Count the lines below that contain the string "light", treating uppercase and lowercase as different, and reply with only the number.

Rows from an object pointing dataset:
----------

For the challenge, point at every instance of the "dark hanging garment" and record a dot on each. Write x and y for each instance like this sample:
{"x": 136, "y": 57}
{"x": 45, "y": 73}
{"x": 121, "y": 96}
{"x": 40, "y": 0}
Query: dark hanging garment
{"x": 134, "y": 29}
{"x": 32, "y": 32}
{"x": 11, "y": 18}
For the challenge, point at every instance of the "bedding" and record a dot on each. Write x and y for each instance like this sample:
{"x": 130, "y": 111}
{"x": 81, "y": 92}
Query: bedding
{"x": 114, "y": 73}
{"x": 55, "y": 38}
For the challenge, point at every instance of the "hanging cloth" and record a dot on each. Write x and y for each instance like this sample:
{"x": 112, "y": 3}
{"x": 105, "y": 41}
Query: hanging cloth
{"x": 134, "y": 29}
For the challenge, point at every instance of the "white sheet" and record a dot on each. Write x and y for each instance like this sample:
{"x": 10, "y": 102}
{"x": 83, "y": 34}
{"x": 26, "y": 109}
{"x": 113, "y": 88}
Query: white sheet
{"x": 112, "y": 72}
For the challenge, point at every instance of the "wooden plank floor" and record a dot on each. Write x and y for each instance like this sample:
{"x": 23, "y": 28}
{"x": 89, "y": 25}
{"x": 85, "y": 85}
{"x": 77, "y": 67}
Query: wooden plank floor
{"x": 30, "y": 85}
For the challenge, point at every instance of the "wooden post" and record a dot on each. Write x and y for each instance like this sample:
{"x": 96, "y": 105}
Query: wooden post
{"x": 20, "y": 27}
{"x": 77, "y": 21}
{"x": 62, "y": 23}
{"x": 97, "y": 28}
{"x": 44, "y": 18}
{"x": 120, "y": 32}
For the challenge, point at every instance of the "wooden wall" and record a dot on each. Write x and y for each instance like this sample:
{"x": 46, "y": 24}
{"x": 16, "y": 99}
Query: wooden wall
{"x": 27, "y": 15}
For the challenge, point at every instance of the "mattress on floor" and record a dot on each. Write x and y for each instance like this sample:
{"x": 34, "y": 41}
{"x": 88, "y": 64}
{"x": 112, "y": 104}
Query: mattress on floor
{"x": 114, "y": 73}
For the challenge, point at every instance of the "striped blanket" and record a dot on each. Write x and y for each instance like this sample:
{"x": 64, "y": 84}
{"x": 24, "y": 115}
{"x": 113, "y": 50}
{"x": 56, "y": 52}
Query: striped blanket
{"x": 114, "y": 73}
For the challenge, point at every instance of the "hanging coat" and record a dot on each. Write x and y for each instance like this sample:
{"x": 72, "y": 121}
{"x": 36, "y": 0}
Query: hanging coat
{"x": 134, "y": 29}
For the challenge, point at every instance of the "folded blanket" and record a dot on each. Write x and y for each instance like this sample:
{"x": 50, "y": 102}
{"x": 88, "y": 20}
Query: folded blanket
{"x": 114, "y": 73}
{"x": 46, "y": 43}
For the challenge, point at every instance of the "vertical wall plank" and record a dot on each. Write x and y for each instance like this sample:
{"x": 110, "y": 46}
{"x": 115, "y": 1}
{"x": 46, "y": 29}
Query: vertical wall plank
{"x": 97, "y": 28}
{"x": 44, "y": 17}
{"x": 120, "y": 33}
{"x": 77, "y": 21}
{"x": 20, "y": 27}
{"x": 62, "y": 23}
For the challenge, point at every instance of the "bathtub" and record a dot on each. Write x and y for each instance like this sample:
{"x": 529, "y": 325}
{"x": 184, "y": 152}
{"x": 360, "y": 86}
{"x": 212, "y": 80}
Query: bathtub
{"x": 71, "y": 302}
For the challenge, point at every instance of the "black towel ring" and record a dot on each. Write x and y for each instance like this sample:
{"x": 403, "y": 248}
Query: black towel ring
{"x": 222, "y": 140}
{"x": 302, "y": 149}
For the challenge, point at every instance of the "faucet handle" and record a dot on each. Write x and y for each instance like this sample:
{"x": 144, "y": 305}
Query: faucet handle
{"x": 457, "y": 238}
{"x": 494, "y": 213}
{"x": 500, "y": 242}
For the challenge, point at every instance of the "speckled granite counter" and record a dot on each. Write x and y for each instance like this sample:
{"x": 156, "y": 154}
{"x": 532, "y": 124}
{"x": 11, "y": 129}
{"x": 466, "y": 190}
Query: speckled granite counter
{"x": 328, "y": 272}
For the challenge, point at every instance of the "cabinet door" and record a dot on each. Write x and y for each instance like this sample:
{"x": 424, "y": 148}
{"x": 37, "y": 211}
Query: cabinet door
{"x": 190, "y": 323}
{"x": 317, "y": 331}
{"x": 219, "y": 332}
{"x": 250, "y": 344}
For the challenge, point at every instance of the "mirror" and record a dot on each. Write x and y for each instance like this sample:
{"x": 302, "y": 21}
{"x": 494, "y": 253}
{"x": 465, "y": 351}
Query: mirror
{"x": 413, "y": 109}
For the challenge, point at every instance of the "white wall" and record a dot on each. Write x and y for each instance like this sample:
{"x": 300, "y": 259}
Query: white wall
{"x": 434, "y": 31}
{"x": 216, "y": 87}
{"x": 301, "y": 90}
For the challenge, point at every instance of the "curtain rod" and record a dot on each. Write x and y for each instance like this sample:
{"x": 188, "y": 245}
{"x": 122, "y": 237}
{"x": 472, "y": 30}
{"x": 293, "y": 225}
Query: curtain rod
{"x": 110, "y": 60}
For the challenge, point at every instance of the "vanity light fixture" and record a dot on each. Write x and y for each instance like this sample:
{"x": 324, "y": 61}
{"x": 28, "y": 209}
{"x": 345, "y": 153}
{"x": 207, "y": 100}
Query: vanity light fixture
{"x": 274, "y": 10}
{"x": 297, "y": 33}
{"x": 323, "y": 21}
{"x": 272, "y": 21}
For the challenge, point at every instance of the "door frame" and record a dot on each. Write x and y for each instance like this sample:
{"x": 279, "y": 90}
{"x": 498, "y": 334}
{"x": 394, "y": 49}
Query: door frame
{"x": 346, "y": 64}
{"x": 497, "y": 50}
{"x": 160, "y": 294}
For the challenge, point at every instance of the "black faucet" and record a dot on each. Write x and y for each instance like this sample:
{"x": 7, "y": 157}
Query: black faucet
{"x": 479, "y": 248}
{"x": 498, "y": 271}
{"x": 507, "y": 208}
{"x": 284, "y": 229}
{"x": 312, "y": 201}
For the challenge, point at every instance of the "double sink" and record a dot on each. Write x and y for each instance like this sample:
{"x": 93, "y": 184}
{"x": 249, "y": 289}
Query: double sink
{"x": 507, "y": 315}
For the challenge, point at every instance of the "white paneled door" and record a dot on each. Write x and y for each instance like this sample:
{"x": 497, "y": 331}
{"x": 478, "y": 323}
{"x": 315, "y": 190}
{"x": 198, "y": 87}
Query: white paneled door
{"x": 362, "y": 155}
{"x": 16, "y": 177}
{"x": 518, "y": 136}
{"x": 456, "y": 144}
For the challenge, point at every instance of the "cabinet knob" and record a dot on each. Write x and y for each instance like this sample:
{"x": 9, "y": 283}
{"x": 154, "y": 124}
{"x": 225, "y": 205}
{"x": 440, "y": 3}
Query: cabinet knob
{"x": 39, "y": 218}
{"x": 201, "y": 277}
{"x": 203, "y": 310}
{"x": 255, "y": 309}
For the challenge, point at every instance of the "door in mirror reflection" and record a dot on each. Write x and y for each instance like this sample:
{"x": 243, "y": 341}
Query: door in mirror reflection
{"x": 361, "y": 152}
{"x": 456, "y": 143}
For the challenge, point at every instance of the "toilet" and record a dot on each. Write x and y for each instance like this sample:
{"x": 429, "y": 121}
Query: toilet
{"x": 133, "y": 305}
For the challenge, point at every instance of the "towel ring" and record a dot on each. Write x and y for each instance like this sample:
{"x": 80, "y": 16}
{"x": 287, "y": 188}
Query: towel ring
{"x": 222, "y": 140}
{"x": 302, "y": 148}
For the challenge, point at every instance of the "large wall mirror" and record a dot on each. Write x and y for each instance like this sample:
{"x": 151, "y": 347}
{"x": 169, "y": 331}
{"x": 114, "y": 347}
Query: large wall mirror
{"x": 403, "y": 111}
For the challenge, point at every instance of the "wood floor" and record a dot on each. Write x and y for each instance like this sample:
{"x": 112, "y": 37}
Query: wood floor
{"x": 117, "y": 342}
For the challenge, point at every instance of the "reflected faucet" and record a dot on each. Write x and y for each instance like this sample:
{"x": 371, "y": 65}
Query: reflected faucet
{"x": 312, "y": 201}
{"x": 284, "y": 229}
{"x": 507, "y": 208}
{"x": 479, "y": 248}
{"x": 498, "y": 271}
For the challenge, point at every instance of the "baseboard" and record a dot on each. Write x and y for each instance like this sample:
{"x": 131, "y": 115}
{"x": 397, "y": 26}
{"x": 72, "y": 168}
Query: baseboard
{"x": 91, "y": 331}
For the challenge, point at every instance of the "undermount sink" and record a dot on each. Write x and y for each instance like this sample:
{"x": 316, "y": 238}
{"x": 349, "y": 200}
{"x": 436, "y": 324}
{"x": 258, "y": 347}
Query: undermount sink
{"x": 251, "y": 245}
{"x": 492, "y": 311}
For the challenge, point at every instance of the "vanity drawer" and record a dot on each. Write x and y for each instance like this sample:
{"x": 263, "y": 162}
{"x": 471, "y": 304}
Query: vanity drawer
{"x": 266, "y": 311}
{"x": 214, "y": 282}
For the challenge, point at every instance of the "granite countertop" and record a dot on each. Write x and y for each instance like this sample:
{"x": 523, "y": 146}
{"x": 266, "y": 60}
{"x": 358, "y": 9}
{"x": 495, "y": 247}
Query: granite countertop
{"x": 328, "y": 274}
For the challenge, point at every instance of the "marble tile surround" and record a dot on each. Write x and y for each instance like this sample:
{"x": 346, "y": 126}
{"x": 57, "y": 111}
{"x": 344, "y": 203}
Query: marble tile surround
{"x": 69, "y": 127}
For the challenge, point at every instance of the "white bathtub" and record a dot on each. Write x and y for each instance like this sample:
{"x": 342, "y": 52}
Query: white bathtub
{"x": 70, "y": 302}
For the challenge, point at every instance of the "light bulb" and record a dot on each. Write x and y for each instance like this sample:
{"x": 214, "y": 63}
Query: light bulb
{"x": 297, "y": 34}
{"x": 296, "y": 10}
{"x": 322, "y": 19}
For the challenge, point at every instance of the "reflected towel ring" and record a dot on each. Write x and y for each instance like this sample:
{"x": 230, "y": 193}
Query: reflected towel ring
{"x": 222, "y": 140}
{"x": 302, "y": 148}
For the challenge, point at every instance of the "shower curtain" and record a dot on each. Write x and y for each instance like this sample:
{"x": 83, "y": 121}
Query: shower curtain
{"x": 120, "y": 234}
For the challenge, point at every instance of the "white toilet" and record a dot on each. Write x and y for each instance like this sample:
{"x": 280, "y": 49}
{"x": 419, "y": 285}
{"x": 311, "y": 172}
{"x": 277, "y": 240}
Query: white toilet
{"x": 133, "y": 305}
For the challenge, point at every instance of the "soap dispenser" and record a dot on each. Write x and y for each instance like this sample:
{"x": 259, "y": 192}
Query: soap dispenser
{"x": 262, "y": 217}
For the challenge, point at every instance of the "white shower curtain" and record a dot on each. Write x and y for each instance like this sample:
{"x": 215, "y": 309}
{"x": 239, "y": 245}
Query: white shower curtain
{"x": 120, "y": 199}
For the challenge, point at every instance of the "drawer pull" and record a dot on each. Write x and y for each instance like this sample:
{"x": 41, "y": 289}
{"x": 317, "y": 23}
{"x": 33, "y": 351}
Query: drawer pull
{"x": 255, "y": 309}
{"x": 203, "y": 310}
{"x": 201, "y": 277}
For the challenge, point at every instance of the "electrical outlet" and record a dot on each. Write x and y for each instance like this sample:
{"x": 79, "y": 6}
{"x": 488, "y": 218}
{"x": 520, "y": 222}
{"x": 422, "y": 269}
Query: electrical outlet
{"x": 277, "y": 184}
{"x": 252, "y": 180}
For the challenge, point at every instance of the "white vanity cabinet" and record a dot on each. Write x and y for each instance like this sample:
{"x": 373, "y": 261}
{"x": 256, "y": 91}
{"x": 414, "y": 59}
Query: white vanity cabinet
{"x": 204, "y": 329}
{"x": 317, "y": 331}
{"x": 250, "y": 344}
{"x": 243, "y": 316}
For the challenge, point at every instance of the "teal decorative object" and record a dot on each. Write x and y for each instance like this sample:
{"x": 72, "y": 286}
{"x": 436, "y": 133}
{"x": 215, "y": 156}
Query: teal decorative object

----------

→ **Written response**: 4